(Stored data entries)
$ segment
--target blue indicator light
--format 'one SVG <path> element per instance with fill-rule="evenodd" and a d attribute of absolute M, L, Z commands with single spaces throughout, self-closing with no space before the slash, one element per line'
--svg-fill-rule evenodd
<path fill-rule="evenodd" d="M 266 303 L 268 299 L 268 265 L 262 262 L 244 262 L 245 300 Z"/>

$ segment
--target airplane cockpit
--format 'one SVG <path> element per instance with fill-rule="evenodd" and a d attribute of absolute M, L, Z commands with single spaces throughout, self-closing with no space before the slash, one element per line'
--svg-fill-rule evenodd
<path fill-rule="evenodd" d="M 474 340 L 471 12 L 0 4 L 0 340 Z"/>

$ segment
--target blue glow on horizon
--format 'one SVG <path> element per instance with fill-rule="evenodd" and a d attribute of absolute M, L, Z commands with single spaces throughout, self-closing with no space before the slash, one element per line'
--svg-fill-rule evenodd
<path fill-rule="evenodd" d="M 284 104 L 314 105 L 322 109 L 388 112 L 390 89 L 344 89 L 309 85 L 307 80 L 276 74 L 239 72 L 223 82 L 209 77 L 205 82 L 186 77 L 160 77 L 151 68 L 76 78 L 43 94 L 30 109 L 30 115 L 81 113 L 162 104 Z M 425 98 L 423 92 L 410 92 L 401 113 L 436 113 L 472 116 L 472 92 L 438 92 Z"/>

» YOUR OBJECTIVE: Write out the entries above once more, without altering anything.

» SOLUTION:
$ segment
--target blue indicator light
--format 'one SVG <path> element per instance with fill-rule="evenodd" and a d attribute of absolute M, L, Z commands with single spaces throughout, self-closing with no space before the slash, one element per line'
--svg-fill-rule evenodd
<path fill-rule="evenodd" d="M 266 303 L 268 299 L 268 265 L 262 262 L 244 262 L 245 300 Z"/>

$ segment
--target airplane cockpit
--format 'one SVG <path> element per instance with fill-rule="evenodd" and a d attribute of absolute M, L, Z commands with single spaces throughout, self-closing with no space before the slash, one element per line'
--svg-fill-rule evenodd
<path fill-rule="evenodd" d="M 474 340 L 471 12 L 0 4 L 0 340 Z"/>

$ segment
--target blue glow on horizon
--format 'one SVG <path> element per instance with fill-rule="evenodd" and a d attribute of absolute M, L, Z commands with single spaces throughout, self-closing with no space before the slash, one element per line'
--svg-fill-rule evenodd
<path fill-rule="evenodd" d="M 284 104 L 314 105 L 322 109 L 388 112 L 390 89 L 344 89 L 309 85 L 307 80 L 276 74 L 239 72 L 223 82 L 209 77 L 205 82 L 186 77 L 160 77 L 151 68 L 76 78 L 43 94 L 30 109 L 30 115 L 81 113 L 162 104 Z M 425 98 L 423 92 L 410 92 L 401 113 L 436 113 L 472 116 L 472 92 L 438 92 Z"/>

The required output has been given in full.